-- Testo riportato --
Chi ha avuto modo di guardare in tv il film premio Oscar LA GRANDE
BELLEZZA, alla fine dello stesso sarà rimasto stranito, chiedendosi quale
sia il senso del film.
Non nascondo che dopo la prima visione anche io ho provato una sensazione
di smarrimento e mi sono chiesto quale fosse il messaggio che Paolo Sorrentino
ha voluto celare nelle scene del suo lavoro. Per comprendere il film è
necessario guardarlo almeno due, tre volte. Solo dopo più visioni, infatti, il
messaggio diventa chiaro.
E allora… quale è il messaggio che Sorrentino vuole darci con LA GRANDE
BELLEZZA?
Partiamo da alcuni punti che cercherò poi di spiegare:
- Kalos kaghatos e cioè il bello e il buono;
- La bellezza salverà il mondo che è un saggio del filosofo
bulgaro Cvetan Todorov;
- L’importanza delle radici;
Il film si apre con una scena che mostra la “depravazione” e la decadenza
di Roma e della sua “gente”. A questo ritratto, se vogliamo anche impietoso fa
da contraltare la bellezza di Roma, dei suoi monumenti, delle sue chiese, delle
sue opere d’arte. La “visita virtuale” che Sorrentino ci fa compiere nel più
bel museo a cielo aperto del mondo, serve a tratteggiare quel bello e buono,
kalos kaghatos appunto, che sono racchiusi nell’arte e nella sua perfezione.

-- Dati forniti --
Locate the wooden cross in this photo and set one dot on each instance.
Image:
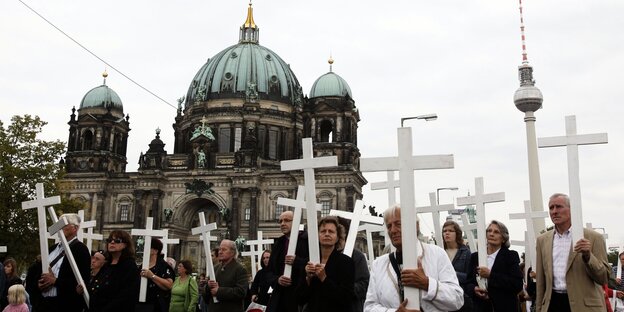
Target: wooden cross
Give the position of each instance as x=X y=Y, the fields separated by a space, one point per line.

-- Consegna 1 --
Nell'articolo su La grande bellezza, a chi viene attribuito il saggio "La bellezza salverà il mondo"?
-- Consegna 2 --
Riassumi in due frasi l'articolo su La grande bellezza.
-- Consegna 3 --
Riprendi l'articolo su La grande bellezza dal punto in cui si interrompe.
I dati non hanno alcun legame con il testo riportato.

-- Risposta 1 --
Al filosofo bulgaro Cvetan Todorov.

-- Risposta 2 --
Il film La grande bellezza di Paolo Sorrentino può lasciare smarriti, e per comprenderne il messaggio occorre guardarlo almeno due o tre volte. La scena iniziale mostra la depravazione e la decadenza di Roma e della sua gente, a cui fa da contraltare la bellezza dei monumenti, delle chiese e delle opere d'arte, che racchiudono il kalos kaghatos, cioè il bello e il buono.

-- Risposta 3 --
Quindi la bellezza di Roma e l’omaggio, che dura per tutto il film, che
Sorrentino fa serve a mostrare quel mondo ideale e perfetto a cui l’uomo aspira
e nel quale i vizi, le depravazioni dell’animo umano non sono presenti. L’arte
è bellezza assoluta ed è buona perché con la sua bellezza lenisce i mali del
mondo.
Passiamo al secondo punto, la bellezza salverà il mondo.
Il saggio del filosofo bulgaro, il cui titolo è ripreso nelle pagine de
L’idiota di Dostoevskij, allude al solo senso del vivere, a quella
bellezza che ogni uomo conosce nel profondo di
sè, che è la sola cosa immortale di un'esistenza mutevolissima e deteriore. La
bellezza è la sola cosa vera in un mondo fatuo, vano, vuoto. Infatti una delle
battute pronunciate da Jep nel film è: Le vedi queste persone?
Questa fauna? Questa è la mia vita. E non è niente, frase
che sottolinea la vacuità del mondo che cambia attorno a se e che lo
circonda in contrapposizione con l’eternità della bellezza.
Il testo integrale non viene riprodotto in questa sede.